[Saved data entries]
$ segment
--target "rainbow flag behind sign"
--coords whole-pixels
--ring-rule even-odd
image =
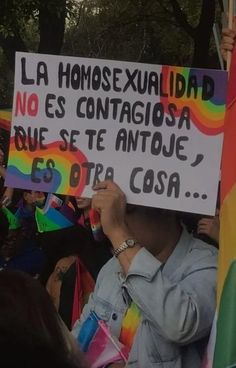
[[[236,367],[236,48],[232,55],[222,158],[218,320],[214,368]]]
[[[0,128],[10,132],[11,130],[11,109],[0,110]]]
[[[236,48],[228,85],[221,175],[217,312],[202,368],[236,367]]]

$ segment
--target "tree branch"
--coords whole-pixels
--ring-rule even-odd
[[[193,39],[195,37],[195,28],[192,27],[181,10],[181,7],[176,0],[170,0],[171,6],[173,11],[170,11],[166,6],[163,4],[163,0],[156,0],[158,4],[161,6],[161,8],[164,10],[164,12],[169,15],[169,17],[172,17],[176,20],[176,23],[182,27]]]
[[[172,5],[173,8],[173,14],[175,16],[175,19],[177,21],[177,23],[183,27],[183,29],[192,37],[195,37],[196,34],[196,29],[194,27],[192,27],[188,21],[187,21],[187,17],[186,15],[183,13],[183,11],[181,10],[181,7],[178,3],[178,1],[176,0],[170,0],[170,3]]]
[[[202,0],[201,16],[197,29],[202,29],[206,24],[214,24],[215,21],[215,0]]]
[[[66,0],[41,2],[39,8],[39,53],[60,54],[63,45],[66,19]]]

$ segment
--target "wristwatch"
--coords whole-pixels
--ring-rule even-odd
[[[126,239],[118,248],[114,250],[114,256],[118,257],[124,250],[133,248],[138,242],[135,239]]]

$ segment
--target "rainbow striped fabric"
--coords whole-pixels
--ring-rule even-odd
[[[236,48],[232,55],[221,173],[217,313],[202,368],[236,367]]]
[[[132,302],[122,321],[120,342],[131,349],[137,329],[141,321],[141,312],[137,305]]]
[[[89,210],[89,221],[93,233],[93,237],[96,241],[101,241],[104,239],[104,233],[102,230],[100,214],[93,208]]]
[[[11,109],[0,110],[0,128],[10,131],[11,119],[12,119]]]
[[[214,368],[236,367],[236,48],[232,55],[221,180],[218,320]],[[223,350],[222,350],[223,349]]]

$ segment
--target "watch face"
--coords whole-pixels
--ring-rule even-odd
[[[136,244],[136,240],[134,240],[134,239],[127,239],[127,240],[126,240],[126,244],[127,244],[130,248],[132,248],[132,247],[134,247],[134,246],[135,246],[135,244]]]

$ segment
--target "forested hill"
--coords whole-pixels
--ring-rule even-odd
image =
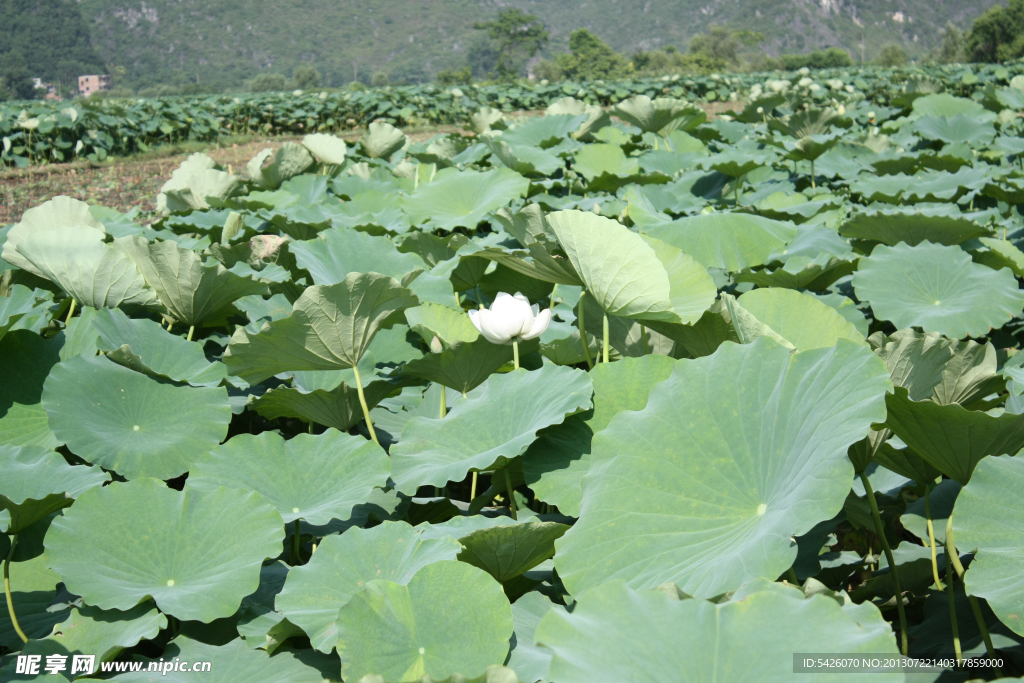
[[[838,46],[859,60],[863,40],[870,60],[882,45],[893,42],[912,57],[923,54],[938,42],[947,22],[969,28],[995,2],[0,0],[0,52],[17,43],[37,70],[56,70],[56,63],[40,66],[54,41],[52,31],[44,30],[45,22],[37,20],[53,7],[63,7],[62,35],[84,33],[91,43],[92,52],[79,50],[79,62],[98,62],[108,70],[123,67],[123,82],[133,87],[197,80],[240,83],[261,72],[290,75],[303,62],[313,63],[327,85],[356,76],[366,80],[377,72],[392,81],[421,81],[442,69],[486,60],[482,32],[474,31],[473,23],[512,6],[547,24],[549,53],[564,50],[569,32],[580,27],[631,53],[668,45],[685,50],[690,38],[710,25],[728,24],[763,33],[760,47],[771,55]],[[65,26],[69,12],[80,12],[80,30]],[[26,16],[35,21],[29,22],[33,28],[28,33],[16,28],[26,25]],[[88,46],[79,41],[79,47]]]

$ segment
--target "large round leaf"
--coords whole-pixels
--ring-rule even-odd
[[[288,572],[274,606],[306,632],[313,647],[330,652],[338,639],[338,610],[368,582],[408,583],[423,567],[454,560],[462,550],[453,538],[423,540],[423,531],[384,522],[324,537],[308,564]]]
[[[124,253],[103,242],[98,230],[79,226],[32,233],[18,243],[31,272],[57,284],[68,296],[93,308],[146,306],[156,294]]]
[[[459,539],[459,559],[506,583],[555,554],[555,540],[569,529],[555,522],[503,524],[478,529]]]
[[[429,218],[445,230],[475,228],[489,212],[525,195],[529,186],[530,181],[507,168],[482,173],[446,168],[406,197],[402,208],[413,224]]]
[[[352,229],[324,230],[316,239],[292,242],[288,249],[318,285],[336,285],[349,273],[380,273],[401,280],[406,273],[427,268],[423,259],[399,252],[387,237]]]
[[[523,476],[539,500],[557,505],[562,514],[579,517],[583,488],[590,469],[593,435],[623,410],[643,410],[651,388],[668,379],[675,361],[668,356],[623,358],[601,363],[590,372],[594,412],[573,415],[548,427],[523,455]]]
[[[277,508],[284,521],[327,524],[348,519],[391,471],[384,449],[361,436],[337,430],[299,434],[289,441],[274,432],[239,434],[199,458],[188,484],[255,491]]]
[[[470,470],[504,467],[521,454],[537,431],[590,407],[587,373],[544,365],[492,375],[441,419],[415,417],[391,449],[391,471],[399,491],[445,486]]]
[[[43,407],[73,453],[128,479],[170,479],[228,433],[223,387],[165,384],[108,360],[76,356],[50,372]]]
[[[835,346],[840,339],[864,343],[853,323],[810,294],[769,287],[751,290],[737,301],[801,351]]]
[[[0,445],[0,531],[20,533],[51,512],[66,508],[83,491],[110,480],[99,467],[73,467],[64,456],[39,446]]]
[[[462,562],[436,562],[408,585],[370,582],[338,612],[338,655],[346,680],[476,677],[502,664],[512,608],[488,574]]]
[[[259,334],[239,328],[224,362],[250,384],[288,370],[351,368],[388,316],[417,303],[394,278],[349,273],[336,285],[307,287],[290,316],[266,323]]]
[[[227,376],[223,363],[206,359],[201,344],[167,334],[160,323],[152,320],[103,309],[95,314],[92,327],[99,334],[99,350],[137,372],[197,387],[217,386]]]
[[[135,262],[170,316],[185,325],[198,325],[243,296],[270,294],[267,285],[220,264],[207,266],[199,254],[175,242],[125,237],[114,245]]]
[[[251,491],[141,479],[83,493],[50,525],[46,557],[69,591],[103,609],[152,597],[161,611],[209,623],[256,590],[281,552],[284,522]]]
[[[790,355],[758,339],[680,361],[647,407],[595,436],[580,521],[555,566],[579,595],[608,579],[714,596],[793,563],[838,512],[847,448],[885,415],[885,364],[861,345]]]
[[[990,234],[988,228],[951,208],[896,206],[858,213],[843,223],[839,232],[845,237],[874,240],[889,246],[900,242],[915,246],[925,241],[932,244],[960,244]]]
[[[704,120],[703,112],[686,100],[674,100],[659,97],[652,100],[647,95],[637,95],[628,100],[619,102],[612,113],[626,123],[631,123],[645,133],[670,132],[673,127],[678,127],[678,119],[685,117],[698,118],[699,124]],[[673,124],[675,123],[675,126]]]
[[[559,683],[784,683],[799,678],[794,652],[898,655],[874,605],[840,607],[828,596],[805,599],[794,588],[766,583],[715,604],[610,581],[582,596],[572,613],[548,612],[536,638],[554,651],[548,677]],[[811,678],[896,683],[904,675],[815,672]]]
[[[796,226],[745,213],[710,213],[646,228],[705,268],[736,273],[767,263],[797,233]]]
[[[69,227],[76,227],[82,232],[92,230],[101,236],[107,233],[103,223],[93,218],[89,212],[88,204],[71,197],[54,197],[22,215],[21,222],[7,233],[2,258],[12,266],[27,270],[33,275],[47,277],[45,273],[37,270],[30,260],[18,253],[18,246],[34,235]]]
[[[897,387],[885,402],[885,426],[928,464],[961,484],[970,481],[985,456],[1024,448],[1024,415],[993,416],[955,403],[913,401],[903,387]]]
[[[59,645],[68,652],[89,652],[99,661],[109,662],[126,647],[156,638],[164,628],[167,628],[167,617],[148,600],[126,611],[82,605],[56,624],[44,642]]]
[[[642,237],[589,211],[557,211],[547,219],[587,294],[606,313],[679,322],[668,272]]]
[[[875,247],[860,260],[853,286],[876,318],[956,339],[987,334],[1024,309],[1009,268],[992,270],[959,247],[931,242]]]
[[[343,164],[348,149],[345,141],[326,133],[312,133],[302,138],[302,146],[322,164]]]
[[[60,361],[61,339],[44,339],[31,330],[8,332],[0,339],[0,443],[56,448],[40,401],[43,382]]]
[[[974,551],[967,591],[985,598],[999,620],[1024,636],[1024,459],[986,458],[960,490],[953,531]]]

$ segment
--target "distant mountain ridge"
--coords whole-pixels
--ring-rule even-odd
[[[2,0],[11,2],[12,0]],[[68,0],[59,0],[68,1]],[[549,27],[549,52],[587,27],[621,52],[675,45],[715,23],[765,34],[771,55],[843,47],[859,60],[896,42],[914,56],[949,21],[969,28],[996,0],[77,0],[93,49],[136,87],[239,83],[315,65],[327,85],[375,72],[429,80],[459,68],[473,22],[519,7]]]

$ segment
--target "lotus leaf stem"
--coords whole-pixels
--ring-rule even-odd
[[[359,405],[363,409],[363,418],[366,420],[366,429],[370,432],[370,438],[373,442],[380,445],[380,441],[377,440],[377,431],[373,428],[373,420],[370,419],[370,409],[366,405],[366,395],[363,393],[363,379],[359,376],[359,368],[355,365],[352,366],[352,372],[356,376],[356,393],[359,394]]]
[[[786,570],[786,579],[794,586],[800,585],[800,579],[797,578],[796,571],[794,571],[792,567]]]
[[[931,493],[933,486],[934,484],[928,484],[924,489],[924,516],[928,524],[928,545],[932,550],[932,578],[935,579],[935,586],[942,591],[945,589],[942,587],[942,579],[939,578],[939,561],[935,552],[935,527],[932,524]]]
[[[594,369],[594,360],[590,357],[590,343],[587,341],[587,330],[583,324],[583,309],[584,299],[587,296],[587,290],[580,290],[580,303],[577,307],[578,313],[576,314],[576,322],[579,323],[580,327],[580,343],[583,344],[583,358],[587,361],[587,368],[590,370]]]
[[[865,473],[860,473],[860,480],[864,483],[864,492],[867,494],[868,503],[871,505],[871,517],[875,520],[875,532],[882,542],[882,551],[885,553],[885,561],[889,563],[889,572],[892,574],[892,585],[896,589],[896,611],[900,616],[900,652],[907,655],[907,614],[903,609],[903,588],[900,586],[900,575],[896,569],[896,561],[892,556],[892,548],[889,547],[889,539],[885,537],[885,527],[882,526],[882,515],[878,512],[878,501],[875,500],[875,490],[871,488],[871,482]]]
[[[185,341],[192,341],[192,333],[196,331],[195,325],[188,326],[188,336],[185,337]]]
[[[948,559],[948,558],[947,558]],[[960,626],[956,623],[956,602],[954,601],[953,582],[953,563],[946,562],[946,585],[949,590],[946,592],[949,594],[949,627],[953,632],[953,652],[956,654],[956,663],[959,664],[964,659],[963,650],[960,648]]]
[[[814,159],[811,159],[811,189],[817,189],[817,187],[814,185]]]
[[[953,568],[956,569],[957,575],[964,584],[964,593],[967,594],[967,601],[971,603],[971,611],[974,612],[974,620],[978,622],[978,630],[981,631],[981,637],[985,640],[985,651],[988,653],[989,659],[995,659],[996,649],[992,645],[992,636],[988,632],[988,624],[985,623],[985,615],[981,613],[981,605],[978,604],[978,599],[967,593],[967,579],[965,575],[967,570],[964,569],[964,565],[960,562],[960,556],[956,552],[956,540],[953,538],[953,515],[949,515],[949,519],[946,520],[946,561],[953,563]],[[950,591],[952,592],[952,591]],[[1002,671],[998,666],[993,666],[992,669],[996,672],[998,678],[1003,677]]]
[[[74,299],[71,300],[72,302]],[[15,633],[21,638],[21,642],[27,643],[28,636],[21,630],[21,624],[18,623],[18,617],[14,615],[14,598],[11,597],[11,558],[14,557],[14,549],[18,547],[18,535],[11,535],[11,549],[7,551],[7,559],[4,560],[4,595],[7,597],[7,613],[11,615],[11,625],[14,626]]]
[[[608,314],[607,313],[604,314],[604,323],[603,323],[602,327],[604,328],[603,329],[603,331],[604,331],[604,349],[603,349],[603,351],[604,351],[604,358],[603,358],[602,362],[607,363],[608,362]]]
[[[476,498],[476,478],[477,478],[477,474],[478,474],[477,472],[473,473],[472,483],[470,483],[470,485],[469,485],[469,500],[470,500],[470,502],[472,502],[473,499]]]
[[[442,384],[441,385],[441,409],[438,411],[441,414],[442,418],[445,415],[448,414],[448,406],[446,405],[447,403],[448,403],[448,400],[447,400],[447,398],[444,395],[444,385]]]
[[[512,492],[512,477],[508,473],[508,468],[505,468],[505,490],[508,492],[508,507],[512,511],[512,519],[518,520],[516,516],[516,494]]]
[[[516,370],[519,369],[519,342],[517,341],[512,342],[512,366]]]
[[[641,348],[644,350],[644,355],[646,356],[647,355],[647,326],[646,325],[641,325],[640,326],[640,345],[641,345]]]
[[[297,565],[302,557],[302,544],[299,536],[299,520],[295,520],[295,531],[292,532],[292,565]]]
[[[72,297],[71,306],[68,308],[68,317],[64,320],[65,325],[69,325],[71,323],[71,317],[75,315],[75,304],[77,303],[78,302],[75,301],[74,297]]]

● **WHAT TO PRODUCE**:
In the records shown above, how many lines include the word "rainbow"? Answer with the number only.

● **OUTPUT FOR THIS EXERCISE**:
2